▶ **EXTRACT PROVIDED**:
**********

Of course that is speculation on my side, but that is what most would do and we don’t need an egg timer to await actions on that front. The final quote that matters is “after learning about the security slip-ups, Samsung attempted to limit the extent of future faux pas by restricting the length of employees’ ChatGPT prompts to a kilobyte, or 1024 characters of text. The company is also said to be investigating the three employees in question and building its own chatbot to prevent similar mishaps. Engadget has contacted Samsung for comment” and it might be merely three employees. Yet in that case the party line failed, management oversight failed and Common Cyber Sense was nowhere to be seen. As such there is a failing and I am fairly certain that these transgressions go way beyond Samsung, how far? No one can tell. 

Yet one thing is certain. Anyone racing to the ChatGPT tally will take shortcuts to get there first and as such companies will need to reassure themselves that proper mechanics, checks and balances are in place. The fact that deleting an account takes 4 weeks implies that this is not a simple cloud setting and as such whomever gets access to that will end up with a lot more than they bargained for.

I see it as a lesson for all those who want to be at the starting signal of new technology on day one, all whilst most of that company has no idea what the technology involves and what was set to a larger stage like the loud, especially when you consider (one source) “45% of breaches are cloud-based. According to a recent survey, 80% of companies have experienced at least one cloud security incident in the last year, and 27% of organisations have experienced a public cloud security incident—up 10% from last year” and in that situation you are willing to set your data, your information and your business intelligence to a cloud account? Brave, stupid but brave.

**********

Stored data entries
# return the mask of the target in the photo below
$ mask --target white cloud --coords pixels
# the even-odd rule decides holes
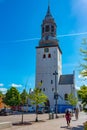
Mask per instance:
[[[20,88],[20,87],[22,87],[21,84],[15,84],[15,83],[12,83],[10,86],[12,86],[12,87],[16,87],[16,88]]]
[[[4,84],[3,83],[0,83],[0,87],[3,87],[4,86]]]
[[[4,94],[7,91],[7,88],[0,88],[0,91]]]

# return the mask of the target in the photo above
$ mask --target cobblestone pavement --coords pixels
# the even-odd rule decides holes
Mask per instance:
[[[83,123],[87,121],[87,114],[80,112],[79,119],[76,121],[75,117],[72,117],[71,126],[67,128],[66,120],[64,117],[49,120],[46,117],[44,119],[39,117],[39,122],[31,122],[30,125],[12,126],[3,130],[84,130]]]

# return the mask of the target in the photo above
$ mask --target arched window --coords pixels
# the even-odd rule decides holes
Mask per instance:
[[[64,99],[68,100],[68,94],[67,93],[64,95]]]

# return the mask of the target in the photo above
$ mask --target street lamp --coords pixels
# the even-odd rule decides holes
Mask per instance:
[[[56,108],[56,118],[58,118],[58,116],[57,116],[57,100],[58,100],[57,75],[58,75],[58,73],[55,71],[55,72],[53,73],[53,75],[55,75],[55,92],[54,92],[54,99],[55,99],[55,108]]]

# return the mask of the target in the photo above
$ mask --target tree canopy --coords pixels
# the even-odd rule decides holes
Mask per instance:
[[[78,96],[82,100],[82,104],[86,106],[87,105],[87,86],[83,85],[80,87],[80,90],[78,90]]]
[[[80,74],[83,77],[87,77],[87,39],[83,39],[82,47],[80,48],[81,53],[81,64],[80,64]]]
[[[38,121],[38,106],[40,104],[44,105],[48,98],[39,88],[35,88],[33,92],[29,94],[29,98],[31,99],[31,104],[36,106],[36,121]]]
[[[20,104],[20,93],[15,87],[11,87],[7,90],[4,103],[9,106],[17,106]]]
[[[78,103],[77,97],[75,97],[72,93],[68,94],[67,100],[69,101],[69,104],[72,106],[76,106]]]

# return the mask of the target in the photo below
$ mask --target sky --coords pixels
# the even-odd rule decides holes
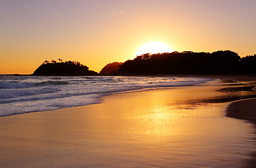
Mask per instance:
[[[99,72],[159,41],[174,51],[256,54],[255,0],[0,0],[0,74],[45,60]]]

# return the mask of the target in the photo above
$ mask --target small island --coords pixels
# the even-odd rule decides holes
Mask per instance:
[[[89,70],[89,67],[77,61],[58,62],[46,60],[32,74],[33,76],[98,76],[96,71]]]

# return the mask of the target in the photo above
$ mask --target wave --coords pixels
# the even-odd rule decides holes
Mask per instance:
[[[0,115],[96,104],[104,95],[210,80],[169,76],[0,76]]]
[[[32,87],[40,87],[46,85],[68,85],[67,81],[58,81],[58,80],[47,80],[39,83],[28,83],[28,82],[19,82],[19,81],[9,81],[6,83],[0,83],[0,89],[11,89],[11,88],[27,88]]]

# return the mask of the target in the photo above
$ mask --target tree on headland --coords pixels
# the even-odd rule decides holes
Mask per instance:
[[[241,58],[236,52],[184,51],[145,54],[127,60],[119,75],[256,74],[256,55]],[[250,63],[249,63],[250,62]]]
[[[100,71],[101,75],[115,75],[120,68],[122,62],[114,62],[105,65]]]
[[[59,62],[46,60],[39,66],[32,75],[37,76],[96,76],[98,73],[89,70],[89,67],[81,64],[79,62],[63,62],[58,59]]]

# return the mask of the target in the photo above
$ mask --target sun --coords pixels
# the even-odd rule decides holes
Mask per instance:
[[[146,53],[156,54],[163,52],[172,52],[172,50],[167,45],[160,42],[151,42],[144,44],[136,52],[136,55],[141,55]]]

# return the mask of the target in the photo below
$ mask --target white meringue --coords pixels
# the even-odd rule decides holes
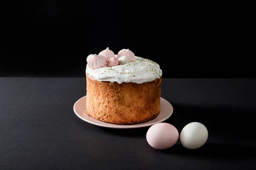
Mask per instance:
[[[117,54],[117,58],[119,59],[122,56],[126,56],[130,58],[131,61],[134,61],[135,60],[135,55],[132,51],[129,49],[123,49],[121,50]]]
[[[99,53],[99,55],[101,55],[104,56],[107,60],[109,60],[111,58],[115,57],[114,52],[110,50],[108,47],[107,48],[107,49],[105,50],[104,50]]]
[[[91,69],[99,68],[107,65],[106,60],[104,56],[95,54],[90,57],[87,65]]]
[[[87,58],[86,58],[86,61],[87,61],[87,63],[88,63],[88,62],[89,62],[89,60],[90,60],[90,59],[92,58],[92,57],[93,56],[93,54],[90,54],[88,56],[88,57],[87,57]]]

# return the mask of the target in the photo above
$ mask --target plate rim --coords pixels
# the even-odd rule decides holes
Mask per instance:
[[[173,113],[173,107],[172,106],[172,104],[169,102],[168,102],[167,100],[161,97],[161,99],[163,99],[165,101],[166,101],[167,102],[168,102],[171,105],[171,107],[172,107],[172,113],[171,113],[169,114],[169,115],[168,116],[166,116],[166,117],[165,117],[164,119],[163,119],[160,120],[159,120],[158,121],[155,122],[152,122],[152,123],[148,123],[148,124],[144,124],[144,125],[140,125],[142,123],[145,123],[146,122],[143,122],[143,123],[138,123],[138,124],[133,124],[133,125],[115,125],[115,126],[111,126],[111,125],[112,125],[112,124],[110,123],[108,123],[107,122],[104,122],[104,123],[107,123],[107,124],[109,124],[109,125],[102,125],[100,123],[99,123],[97,122],[92,122],[89,120],[88,120],[86,119],[84,119],[84,118],[83,118],[83,117],[82,117],[76,111],[76,106],[77,105],[78,102],[80,101],[82,99],[83,99],[84,98],[86,98],[86,95],[83,96],[83,97],[80,98],[80,99],[79,99],[78,100],[77,100],[76,102],[75,103],[75,104],[74,104],[74,106],[73,106],[73,110],[74,112],[75,112],[75,113],[76,114],[76,116],[79,117],[80,119],[81,119],[83,120],[83,121],[87,122],[87,123],[90,123],[92,125],[96,125],[98,126],[100,126],[100,127],[104,127],[104,128],[113,128],[113,129],[134,129],[134,128],[145,128],[145,127],[148,127],[148,126],[152,126],[155,124],[157,123],[160,123],[161,122],[163,122],[166,120],[167,120],[168,119],[169,119],[170,117],[171,117],[171,116],[172,115],[172,114]],[[89,116],[89,115],[88,115]],[[94,119],[93,117],[90,116],[91,118],[92,118],[93,119]],[[95,119],[96,120],[97,120],[96,119]],[[154,119],[153,119],[154,120]]]

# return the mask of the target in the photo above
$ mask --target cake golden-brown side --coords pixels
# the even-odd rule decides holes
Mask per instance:
[[[145,122],[160,111],[162,78],[137,84],[99,81],[86,75],[86,113],[121,125]]]

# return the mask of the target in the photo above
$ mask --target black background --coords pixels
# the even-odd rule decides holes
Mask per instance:
[[[148,1],[16,1],[1,6],[0,76],[84,76],[107,47],[154,60],[163,78],[248,77],[239,8]],[[240,53],[243,51],[242,54]]]
[[[7,2],[0,5],[1,76],[84,77],[87,57],[107,47],[154,60],[164,78],[255,76],[254,56],[248,54],[251,11],[234,2]],[[179,132],[189,122],[204,123],[210,135],[201,149],[190,152],[179,143],[158,152],[145,140],[146,128],[84,124],[70,108],[85,95],[85,79],[6,77],[0,79],[0,163],[24,169],[78,169],[91,167],[91,161],[106,169],[145,163],[146,169],[255,169],[255,79],[165,81],[162,97],[175,110],[167,122]],[[98,144],[106,142],[99,150]],[[113,150],[116,157],[108,157]],[[84,161],[88,153],[93,156]]]

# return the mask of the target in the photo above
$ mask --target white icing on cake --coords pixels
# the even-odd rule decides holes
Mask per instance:
[[[91,69],[87,65],[85,72],[90,77],[99,81],[107,81],[119,84],[124,82],[141,84],[151,82],[160,78],[162,74],[158,64],[139,57],[135,57],[134,62],[112,67]]]

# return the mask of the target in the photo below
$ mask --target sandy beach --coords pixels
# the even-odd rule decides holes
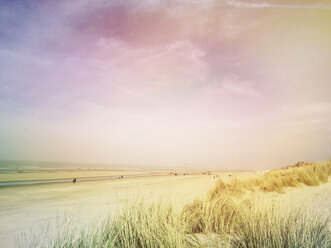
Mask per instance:
[[[3,180],[40,180],[78,176],[152,174],[160,171],[90,171],[64,173],[22,173],[0,175]],[[164,172],[164,171],[163,171]],[[202,172],[202,171],[200,171]],[[177,171],[177,173],[184,173]],[[187,171],[185,172],[187,173]],[[197,171],[191,171],[197,173]],[[221,173],[218,173],[221,176]],[[229,173],[223,173],[226,179]],[[232,173],[234,174],[234,173]],[[204,196],[214,186],[212,175],[168,175],[100,180],[79,183],[54,183],[0,188],[0,247],[14,247],[22,231],[38,230],[65,213],[92,219],[100,213],[112,212],[120,204],[137,197],[149,200],[173,200],[179,205]],[[106,212],[107,211],[107,212]]]

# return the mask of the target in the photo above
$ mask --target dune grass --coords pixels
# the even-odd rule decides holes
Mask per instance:
[[[328,161],[229,183],[219,180],[204,199],[196,199],[180,211],[168,203],[138,201],[101,223],[61,226],[47,247],[329,248],[329,216],[300,207],[288,209],[284,203],[264,197],[263,192],[319,185],[330,175]]]

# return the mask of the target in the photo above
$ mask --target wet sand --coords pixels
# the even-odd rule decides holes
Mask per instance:
[[[140,172],[141,173],[141,172]],[[124,173],[123,173],[124,174]],[[219,173],[220,174],[220,173]],[[86,174],[87,175],[87,174]],[[64,214],[82,220],[113,212],[137,197],[183,205],[203,197],[217,179],[167,175],[0,188],[0,247],[14,247],[22,231],[38,230]],[[224,178],[228,173],[224,173]],[[15,238],[16,237],[16,238]]]
[[[219,177],[214,178],[216,174]],[[64,215],[88,222],[114,213],[122,204],[140,197],[147,201],[172,201],[181,207],[197,197],[205,197],[220,178],[228,181],[252,174],[214,171],[212,175],[181,174],[3,187],[0,188],[0,247],[14,247],[21,232],[32,230],[38,233],[45,224],[54,224]],[[331,182],[314,187],[289,188],[285,194],[261,194],[288,202],[289,207],[291,204],[302,205],[331,213]]]

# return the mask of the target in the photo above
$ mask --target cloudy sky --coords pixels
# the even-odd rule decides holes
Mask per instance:
[[[331,157],[331,1],[0,0],[0,159]]]

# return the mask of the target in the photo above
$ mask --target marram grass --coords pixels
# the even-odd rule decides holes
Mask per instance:
[[[315,186],[328,181],[331,162],[274,170],[260,177],[219,181],[205,199],[175,210],[172,204],[128,204],[112,217],[89,226],[60,226],[54,239],[41,237],[21,247],[331,247],[331,226],[325,213],[287,208],[263,193],[287,187]],[[248,194],[247,192],[251,192]]]

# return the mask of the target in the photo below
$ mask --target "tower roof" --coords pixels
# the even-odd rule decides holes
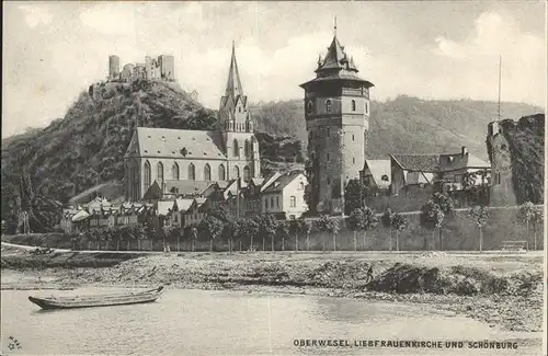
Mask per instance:
[[[232,57],[230,58],[230,70],[228,72],[225,96],[236,99],[239,95],[243,96],[243,89],[241,87],[240,73],[238,72],[238,64],[236,62],[235,43],[232,42]]]
[[[344,46],[341,45],[339,38],[336,37],[336,19],[334,26],[333,41],[328,47],[328,54],[323,59],[318,58],[318,68],[316,69],[317,78],[300,84],[301,88],[306,88],[315,82],[332,81],[332,80],[344,80],[344,81],[358,81],[363,82],[366,87],[373,87],[373,83],[359,78],[357,76],[357,68],[354,64],[354,58],[346,55]]]
[[[351,69],[349,65],[350,60],[346,57],[346,53],[344,51],[344,46],[341,45],[335,34],[333,36],[331,45],[328,47],[328,54],[326,55],[326,58],[323,58],[323,61],[318,67],[316,72],[327,71],[330,69],[347,69],[357,72],[357,69],[355,67]]]

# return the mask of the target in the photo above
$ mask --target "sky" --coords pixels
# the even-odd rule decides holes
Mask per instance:
[[[4,1],[2,137],[62,117],[121,65],[160,54],[175,78],[218,108],[232,41],[251,102],[300,99],[336,35],[374,100],[496,101],[546,106],[544,1],[69,2]]]

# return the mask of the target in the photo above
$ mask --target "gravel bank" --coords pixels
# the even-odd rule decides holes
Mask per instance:
[[[11,266],[19,267],[10,269],[4,269],[3,259],[3,289],[171,284],[427,303],[512,331],[541,331],[543,324],[541,256],[187,253],[116,257],[117,263],[102,268],[71,265],[70,260],[54,268],[13,260]],[[369,268],[373,282],[367,279]]]

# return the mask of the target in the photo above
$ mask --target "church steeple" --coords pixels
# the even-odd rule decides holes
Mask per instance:
[[[228,72],[225,96],[237,99],[240,95],[243,96],[243,89],[241,87],[240,73],[238,72],[238,64],[236,61],[235,42],[232,41],[232,57],[230,58],[230,69]]]

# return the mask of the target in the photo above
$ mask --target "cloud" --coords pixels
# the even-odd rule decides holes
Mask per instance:
[[[444,58],[441,66],[449,70],[455,95],[495,100],[501,57],[502,100],[544,106],[545,41],[523,32],[510,13],[481,13],[473,32],[465,41],[456,42],[444,36],[435,41],[434,54]],[[444,91],[442,89],[439,93]]]
[[[48,25],[54,20],[54,16],[46,8],[36,4],[24,4],[18,7],[25,13],[25,22],[28,27],[34,28],[39,24]]]
[[[105,35],[134,34],[136,31],[135,4],[123,2],[90,3],[80,11],[80,21]]]

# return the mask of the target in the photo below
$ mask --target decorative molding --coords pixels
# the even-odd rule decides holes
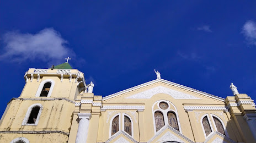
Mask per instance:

**********

▶ **WHAT IS EXPECTED**:
Swap "business intelligence" for "trade secrets" and write out everything from "I see it as" down to "stupid but brave." in the commentary on Samsung's ChatGPT slip-ups.

▶ **RESPONSE FOR THIS EXERCISE**:
I see it as a lesson for all those who want to be at the starting signal of new technology on day one, all whilst most of that company has no idea what the technology involves and what was set to a larger stage like the loud, especially when you consider (one source) “45% of breaches are cloud-based. According to a recent survey, 80% of companies have experienced at least one cloud security incident in the last year, and 27% of organisations have experienced a public cloud security incident—up 10% from last year” and in that situation you are willing to set your data, your information and your trade secrets to a cloud account? Brave, stupid but brave.